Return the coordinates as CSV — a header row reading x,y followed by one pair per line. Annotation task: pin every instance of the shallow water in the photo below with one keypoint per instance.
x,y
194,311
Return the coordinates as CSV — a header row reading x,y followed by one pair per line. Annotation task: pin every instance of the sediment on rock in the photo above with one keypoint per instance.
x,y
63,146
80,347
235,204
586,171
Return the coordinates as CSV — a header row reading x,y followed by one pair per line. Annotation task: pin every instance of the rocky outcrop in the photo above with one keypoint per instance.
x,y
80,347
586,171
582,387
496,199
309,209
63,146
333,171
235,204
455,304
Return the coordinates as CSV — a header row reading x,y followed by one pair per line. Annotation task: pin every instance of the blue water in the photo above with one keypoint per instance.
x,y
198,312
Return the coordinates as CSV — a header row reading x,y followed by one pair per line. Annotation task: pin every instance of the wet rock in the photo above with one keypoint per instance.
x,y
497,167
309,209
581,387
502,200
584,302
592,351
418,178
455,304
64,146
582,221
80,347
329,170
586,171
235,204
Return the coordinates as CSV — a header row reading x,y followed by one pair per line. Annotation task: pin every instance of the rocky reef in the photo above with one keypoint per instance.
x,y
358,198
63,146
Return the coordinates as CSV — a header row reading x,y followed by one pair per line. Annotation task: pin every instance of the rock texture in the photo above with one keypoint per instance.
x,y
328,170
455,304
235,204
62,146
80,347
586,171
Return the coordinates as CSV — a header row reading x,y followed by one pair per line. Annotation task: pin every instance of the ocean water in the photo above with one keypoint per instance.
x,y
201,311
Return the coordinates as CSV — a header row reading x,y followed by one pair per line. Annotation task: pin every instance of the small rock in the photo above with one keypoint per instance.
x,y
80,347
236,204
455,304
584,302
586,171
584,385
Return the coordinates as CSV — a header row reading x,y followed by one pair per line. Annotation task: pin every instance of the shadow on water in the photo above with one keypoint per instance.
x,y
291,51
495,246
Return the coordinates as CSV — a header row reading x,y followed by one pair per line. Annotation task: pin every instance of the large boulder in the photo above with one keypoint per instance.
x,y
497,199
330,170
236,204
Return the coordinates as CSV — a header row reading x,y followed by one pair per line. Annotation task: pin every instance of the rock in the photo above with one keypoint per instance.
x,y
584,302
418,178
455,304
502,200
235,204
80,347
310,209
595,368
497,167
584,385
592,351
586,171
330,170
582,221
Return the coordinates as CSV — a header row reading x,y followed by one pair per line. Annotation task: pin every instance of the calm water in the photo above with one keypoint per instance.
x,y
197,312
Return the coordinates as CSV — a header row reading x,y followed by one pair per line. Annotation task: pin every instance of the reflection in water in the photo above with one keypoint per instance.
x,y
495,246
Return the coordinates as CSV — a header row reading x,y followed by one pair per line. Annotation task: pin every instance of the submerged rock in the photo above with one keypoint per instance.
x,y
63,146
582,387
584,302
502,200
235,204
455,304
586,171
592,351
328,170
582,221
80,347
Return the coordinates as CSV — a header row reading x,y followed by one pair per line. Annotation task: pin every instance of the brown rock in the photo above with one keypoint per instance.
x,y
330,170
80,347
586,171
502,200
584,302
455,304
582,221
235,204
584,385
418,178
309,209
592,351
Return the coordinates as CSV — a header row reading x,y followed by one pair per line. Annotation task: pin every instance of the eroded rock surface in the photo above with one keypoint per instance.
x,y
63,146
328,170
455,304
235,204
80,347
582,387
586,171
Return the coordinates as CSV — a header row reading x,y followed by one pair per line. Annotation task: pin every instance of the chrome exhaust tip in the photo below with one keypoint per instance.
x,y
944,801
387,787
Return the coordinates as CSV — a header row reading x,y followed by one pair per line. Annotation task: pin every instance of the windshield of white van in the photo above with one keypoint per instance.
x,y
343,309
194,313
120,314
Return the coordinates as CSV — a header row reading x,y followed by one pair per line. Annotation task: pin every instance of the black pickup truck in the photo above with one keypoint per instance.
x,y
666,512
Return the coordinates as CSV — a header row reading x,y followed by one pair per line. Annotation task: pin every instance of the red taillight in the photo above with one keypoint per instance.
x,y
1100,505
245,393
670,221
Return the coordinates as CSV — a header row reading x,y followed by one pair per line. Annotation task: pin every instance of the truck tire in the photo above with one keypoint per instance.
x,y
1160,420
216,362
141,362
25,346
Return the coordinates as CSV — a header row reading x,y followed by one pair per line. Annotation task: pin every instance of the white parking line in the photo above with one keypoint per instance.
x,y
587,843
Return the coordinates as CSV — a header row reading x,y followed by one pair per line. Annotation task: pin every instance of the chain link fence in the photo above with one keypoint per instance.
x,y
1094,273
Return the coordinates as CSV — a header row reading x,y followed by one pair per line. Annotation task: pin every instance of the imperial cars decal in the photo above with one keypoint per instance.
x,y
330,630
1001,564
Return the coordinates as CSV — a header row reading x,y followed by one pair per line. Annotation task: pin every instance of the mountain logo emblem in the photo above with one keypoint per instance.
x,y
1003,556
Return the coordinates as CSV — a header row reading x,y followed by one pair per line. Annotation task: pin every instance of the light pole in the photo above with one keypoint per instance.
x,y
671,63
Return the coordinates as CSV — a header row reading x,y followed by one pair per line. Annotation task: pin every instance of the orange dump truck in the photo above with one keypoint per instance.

**GOAL:**
Set out exactly the run of lines that begins at the line holding "of the chain" and ends at the last line of the data.

**TASK ANSWER:**
Return the coordinates as CSV — a header row reading x,y followed by one pair per line. Annotation task: pin every instance of the chain link fence in the photo above with one keypoint per instance.
x,y
1094,273
Return the coordinates as CSV — a header row reading x,y followed by one pair per line. Annotation task: pin every instance of the imperial cars decal in the photo above with one keypoint per instance.
x,y
330,630
1001,564
Return the coordinates as CSV — a header row reading x,y followed by one pair per line. Annotation task: pin every instance of the mountain logo emblem in the photo above with one keypoint per instance.
x,y
1003,556
Return the coordinates as CSV — a header row reading x,y followed by one pair per line. Annotation task: pin every instance of the light pole in the photo above with one keypoint per instance.
x,y
671,63
Return the coordinates as CSV — a header row reading x,y followed by one pair per line. Annotation task: pin every instance of the orange dump truck in the photo above with one keypoint per instance.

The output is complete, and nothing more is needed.